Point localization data
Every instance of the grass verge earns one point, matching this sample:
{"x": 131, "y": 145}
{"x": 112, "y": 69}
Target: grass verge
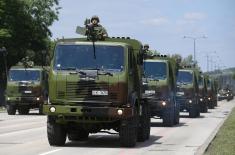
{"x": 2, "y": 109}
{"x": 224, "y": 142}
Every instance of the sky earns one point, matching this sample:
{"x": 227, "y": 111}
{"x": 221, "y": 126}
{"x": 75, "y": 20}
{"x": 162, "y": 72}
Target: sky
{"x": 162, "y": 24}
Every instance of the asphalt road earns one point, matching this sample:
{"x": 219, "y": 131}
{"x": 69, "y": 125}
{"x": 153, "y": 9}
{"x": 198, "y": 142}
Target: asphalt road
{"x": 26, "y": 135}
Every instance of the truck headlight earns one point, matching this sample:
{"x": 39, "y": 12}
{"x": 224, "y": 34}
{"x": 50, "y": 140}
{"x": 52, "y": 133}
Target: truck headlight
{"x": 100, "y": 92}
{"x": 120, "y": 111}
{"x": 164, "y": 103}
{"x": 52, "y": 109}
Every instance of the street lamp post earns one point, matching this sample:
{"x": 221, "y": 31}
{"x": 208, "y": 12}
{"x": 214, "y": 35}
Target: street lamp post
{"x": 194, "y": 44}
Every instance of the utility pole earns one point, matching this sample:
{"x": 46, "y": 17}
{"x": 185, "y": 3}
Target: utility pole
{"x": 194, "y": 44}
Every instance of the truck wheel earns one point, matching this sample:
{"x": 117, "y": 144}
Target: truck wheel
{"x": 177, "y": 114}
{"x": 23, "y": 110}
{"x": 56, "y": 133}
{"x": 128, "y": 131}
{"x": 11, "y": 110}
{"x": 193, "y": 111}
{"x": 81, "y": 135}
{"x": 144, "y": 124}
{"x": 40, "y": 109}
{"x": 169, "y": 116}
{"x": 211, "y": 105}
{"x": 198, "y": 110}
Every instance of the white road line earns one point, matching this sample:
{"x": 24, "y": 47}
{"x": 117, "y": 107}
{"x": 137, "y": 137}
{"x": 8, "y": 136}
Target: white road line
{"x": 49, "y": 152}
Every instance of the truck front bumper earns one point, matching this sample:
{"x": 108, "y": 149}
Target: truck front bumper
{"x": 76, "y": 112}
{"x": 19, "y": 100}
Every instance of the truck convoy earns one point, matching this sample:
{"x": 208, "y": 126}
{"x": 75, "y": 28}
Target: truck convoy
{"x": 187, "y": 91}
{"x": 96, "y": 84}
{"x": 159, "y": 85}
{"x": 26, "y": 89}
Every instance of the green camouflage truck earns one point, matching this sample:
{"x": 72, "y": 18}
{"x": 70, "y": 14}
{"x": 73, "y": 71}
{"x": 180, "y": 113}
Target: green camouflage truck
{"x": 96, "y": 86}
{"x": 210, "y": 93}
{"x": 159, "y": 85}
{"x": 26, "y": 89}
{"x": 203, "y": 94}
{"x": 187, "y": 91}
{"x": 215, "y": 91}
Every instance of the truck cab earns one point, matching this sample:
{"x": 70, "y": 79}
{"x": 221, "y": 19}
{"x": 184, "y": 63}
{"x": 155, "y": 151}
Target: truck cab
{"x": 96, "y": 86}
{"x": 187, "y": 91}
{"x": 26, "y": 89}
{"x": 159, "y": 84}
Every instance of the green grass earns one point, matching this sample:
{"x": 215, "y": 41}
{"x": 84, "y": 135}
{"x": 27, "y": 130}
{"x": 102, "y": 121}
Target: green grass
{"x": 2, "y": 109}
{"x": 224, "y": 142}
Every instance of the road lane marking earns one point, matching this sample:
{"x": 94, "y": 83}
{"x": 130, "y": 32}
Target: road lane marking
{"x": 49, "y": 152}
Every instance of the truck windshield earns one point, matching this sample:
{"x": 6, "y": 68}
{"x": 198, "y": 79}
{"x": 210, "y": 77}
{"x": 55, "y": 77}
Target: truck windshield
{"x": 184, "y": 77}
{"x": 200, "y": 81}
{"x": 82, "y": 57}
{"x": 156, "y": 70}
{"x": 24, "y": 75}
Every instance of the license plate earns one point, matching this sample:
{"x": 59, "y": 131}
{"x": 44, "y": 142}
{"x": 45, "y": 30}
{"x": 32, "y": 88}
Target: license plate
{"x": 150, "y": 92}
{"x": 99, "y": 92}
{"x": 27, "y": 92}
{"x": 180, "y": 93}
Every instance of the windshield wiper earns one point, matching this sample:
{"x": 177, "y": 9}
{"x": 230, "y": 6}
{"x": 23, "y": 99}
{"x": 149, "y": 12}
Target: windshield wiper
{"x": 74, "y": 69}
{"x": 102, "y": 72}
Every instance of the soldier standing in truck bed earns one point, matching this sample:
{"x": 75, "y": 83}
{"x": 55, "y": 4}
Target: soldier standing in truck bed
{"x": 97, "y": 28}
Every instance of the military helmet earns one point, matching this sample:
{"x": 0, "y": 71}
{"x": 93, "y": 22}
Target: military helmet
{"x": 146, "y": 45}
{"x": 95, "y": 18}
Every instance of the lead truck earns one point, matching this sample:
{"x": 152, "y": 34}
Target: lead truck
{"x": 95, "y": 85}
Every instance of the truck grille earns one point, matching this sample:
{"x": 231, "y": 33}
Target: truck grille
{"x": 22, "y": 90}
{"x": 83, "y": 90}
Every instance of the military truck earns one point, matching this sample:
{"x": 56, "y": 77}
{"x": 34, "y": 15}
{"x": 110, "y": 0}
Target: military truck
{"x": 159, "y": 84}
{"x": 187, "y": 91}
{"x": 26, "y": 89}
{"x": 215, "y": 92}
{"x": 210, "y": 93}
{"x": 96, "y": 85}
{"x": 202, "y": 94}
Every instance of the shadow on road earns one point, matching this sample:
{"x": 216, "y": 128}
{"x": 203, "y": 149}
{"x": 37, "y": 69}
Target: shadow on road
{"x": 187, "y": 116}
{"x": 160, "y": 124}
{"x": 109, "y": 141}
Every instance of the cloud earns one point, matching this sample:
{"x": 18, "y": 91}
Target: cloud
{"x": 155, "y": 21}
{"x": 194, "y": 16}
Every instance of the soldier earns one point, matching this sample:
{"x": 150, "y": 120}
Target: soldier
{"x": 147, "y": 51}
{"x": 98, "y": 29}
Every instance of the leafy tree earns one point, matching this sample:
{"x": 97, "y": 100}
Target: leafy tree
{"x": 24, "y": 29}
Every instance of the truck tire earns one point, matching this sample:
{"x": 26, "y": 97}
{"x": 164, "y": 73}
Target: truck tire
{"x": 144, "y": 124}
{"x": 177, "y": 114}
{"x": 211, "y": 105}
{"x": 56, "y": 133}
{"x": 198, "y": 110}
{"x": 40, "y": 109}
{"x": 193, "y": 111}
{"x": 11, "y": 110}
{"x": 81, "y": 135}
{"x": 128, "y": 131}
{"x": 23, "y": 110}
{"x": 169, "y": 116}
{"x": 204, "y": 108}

Action item
Without including any picture, print every record exactly as written above.

Exercise output
Every instance of the grass verge earns one point, matching this sample:
{"x": 131, "y": 145}
{"x": 112, "y": 69}
Target: grass verge
{"x": 2, "y": 109}
{"x": 224, "y": 142}
Every instance of the sky earns one point, matching this sample:
{"x": 227, "y": 111}
{"x": 221, "y": 126}
{"x": 75, "y": 20}
{"x": 162, "y": 72}
Target: sky
{"x": 162, "y": 24}
Every instance of the asphalt road earns one point, matching this sample:
{"x": 219, "y": 131}
{"x": 69, "y": 125}
{"x": 153, "y": 9}
{"x": 198, "y": 142}
Target: asphalt road
{"x": 26, "y": 135}
Every instance of the truck headlight earns one point, matching this sample:
{"x": 39, "y": 12}
{"x": 224, "y": 34}
{"x": 50, "y": 140}
{"x": 52, "y": 133}
Target: truck headlight
{"x": 100, "y": 92}
{"x": 120, "y": 111}
{"x": 164, "y": 103}
{"x": 52, "y": 109}
Every instance of the street lamp post earns one point, matching this sample:
{"x": 221, "y": 31}
{"x": 208, "y": 12}
{"x": 214, "y": 35}
Target: street lamp post
{"x": 194, "y": 44}
Every instance of the utility pole earns one point, matching this sample:
{"x": 46, "y": 17}
{"x": 185, "y": 3}
Target: utility pole
{"x": 194, "y": 44}
Every instance of the truck wheel earns one point, matching this sample:
{"x": 117, "y": 144}
Target: truck wheel
{"x": 177, "y": 114}
{"x": 23, "y": 110}
{"x": 56, "y": 133}
{"x": 128, "y": 131}
{"x": 11, "y": 110}
{"x": 193, "y": 111}
{"x": 81, "y": 135}
{"x": 144, "y": 124}
{"x": 40, "y": 109}
{"x": 169, "y": 116}
{"x": 211, "y": 105}
{"x": 198, "y": 110}
Every instance of the white road line earns one point, matching this sample:
{"x": 24, "y": 47}
{"x": 117, "y": 107}
{"x": 137, "y": 137}
{"x": 8, "y": 136}
Target: white road line
{"x": 49, "y": 152}
Every instance of the truck front bumper earns one point, matching this sample:
{"x": 108, "y": 149}
Target: truck front bumper
{"x": 76, "y": 112}
{"x": 19, "y": 100}
Every instance of the truck convoy earns one point, matching this sample:
{"x": 208, "y": 126}
{"x": 75, "y": 28}
Target: truck convoy
{"x": 187, "y": 91}
{"x": 96, "y": 84}
{"x": 159, "y": 85}
{"x": 26, "y": 89}
Every instance of the green camouflage truck earns one point, matching this sample:
{"x": 72, "y": 18}
{"x": 70, "y": 14}
{"x": 73, "y": 71}
{"x": 180, "y": 113}
Target: green camouflage truck
{"x": 96, "y": 86}
{"x": 210, "y": 93}
{"x": 159, "y": 85}
{"x": 26, "y": 89}
{"x": 203, "y": 94}
{"x": 187, "y": 91}
{"x": 215, "y": 91}
Every instance of the truck cab earns one point, matching this sample:
{"x": 70, "y": 79}
{"x": 221, "y": 19}
{"x": 184, "y": 63}
{"x": 155, "y": 151}
Target: truck cab
{"x": 96, "y": 86}
{"x": 187, "y": 91}
{"x": 26, "y": 89}
{"x": 159, "y": 84}
Every instance of the green grass earns one point, matching this sample:
{"x": 215, "y": 41}
{"x": 84, "y": 135}
{"x": 27, "y": 130}
{"x": 102, "y": 121}
Target: green grass
{"x": 2, "y": 109}
{"x": 224, "y": 142}
Every instance of the road lane marking earns one point, matching this sample:
{"x": 94, "y": 83}
{"x": 130, "y": 32}
Target: road lane marking
{"x": 49, "y": 152}
Every instance of the truck windshield earns one point, matching this sample:
{"x": 6, "y": 68}
{"x": 198, "y": 79}
{"x": 210, "y": 77}
{"x": 55, "y": 77}
Target: truck windshield
{"x": 184, "y": 77}
{"x": 200, "y": 81}
{"x": 82, "y": 57}
{"x": 156, "y": 70}
{"x": 24, "y": 75}
Every instance of the license plate earns one point, matching this sample:
{"x": 59, "y": 131}
{"x": 44, "y": 142}
{"x": 45, "y": 30}
{"x": 32, "y": 88}
Target: license plate
{"x": 150, "y": 92}
{"x": 99, "y": 92}
{"x": 27, "y": 92}
{"x": 180, "y": 93}
Every instance of the windshield wiper earns one point, matching this sample:
{"x": 177, "y": 9}
{"x": 230, "y": 6}
{"x": 23, "y": 99}
{"x": 149, "y": 12}
Target: windshield wiper
{"x": 74, "y": 69}
{"x": 102, "y": 72}
Every instance of the soldier standing in truck bed earns one point, matching this sample:
{"x": 75, "y": 83}
{"x": 55, "y": 4}
Target: soldier standing in truck bed
{"x": 97, "y": 28}
Every instance of the military helmet earns one point, matching this sample:
{"x": 0, "y": 71}
{"x": 93, "y": 22}
Target: military helmet
{"x": 146, "y": 45}
{"x": 95, "y": 18}
Every instance of the lead truck earns one point, matching this sample:
{"x": 152, "y": 34}
Target: lead truck
{"x": 95, "y": 85}
Every instance of the truck grille earns one point, matching this sample:
{"x": 231, "y": 33}
Target: truck grille
{"x": 22, "y": 90}
{"x": 83, "y": 90}
Every instance of the military truck earns one point, matching this sample:
{"x": 56, "y": 77}
{"x": 34, "y": 15}
{"x": 110, "y": 0}
Target: military truck
{"x": 159, "y": 84}
{"x": 187, "y": 91}
{"x": 26, "y": 89}
{"x": 215, "y": 92}
{"x": 210, "y": 93}
{"x": 96, "y": 85}
{"x": 202, "y": 94}
Every instance of the shadow on road earns one point, matching this sample:
{"x": 216, "y": 128}
{"x": 203, "y": 149}
{"x": 37, "y": 69}
Target: shadow on road
{"x": 187, "y": 116}
{"x": 160, "y": 124}
{"x": 109, "y": 141}
Every instance of the cloud earns one point, matching this sample:
{"x": 18, "y": 91}
Target: cloud
{"x": 155, "y": 21}
{"x": 194, "y": 16}
Every instance of the soldier earns one point, matching this sample:
{"x": 150, "y": 120}
Target: soldier
{"x": 147, "y": 51}
{"x": 98, "y": 29}
Every instance of the leafy tree earns one point, matching this sample:
{"x": 97, "y": 100}
Target: leafy tree
{"x": 24, "y": 29}
Every instance of the truck tire earns one point, matching this sample:
{"x": 26, "y": 97}
{"x": 164, "y": 73}
Target: truck tire
{"x": 144, "y": 124}
{"x": 177, "y": 114}
{"x": 211, "y": 105}
{"x": 56, "y": 133}
{"x": 198, "y": 110}
{"x": 40, "y": 109}
{"x": 193, "y": 111}
{"x": 11, "y": 110}
{"x": 81, "y": 135}
{"x": 128, "y": 131}
{"x": 23, "y": 110}
{"x": 169, "y": 116}
{"x": 204, "y": 108}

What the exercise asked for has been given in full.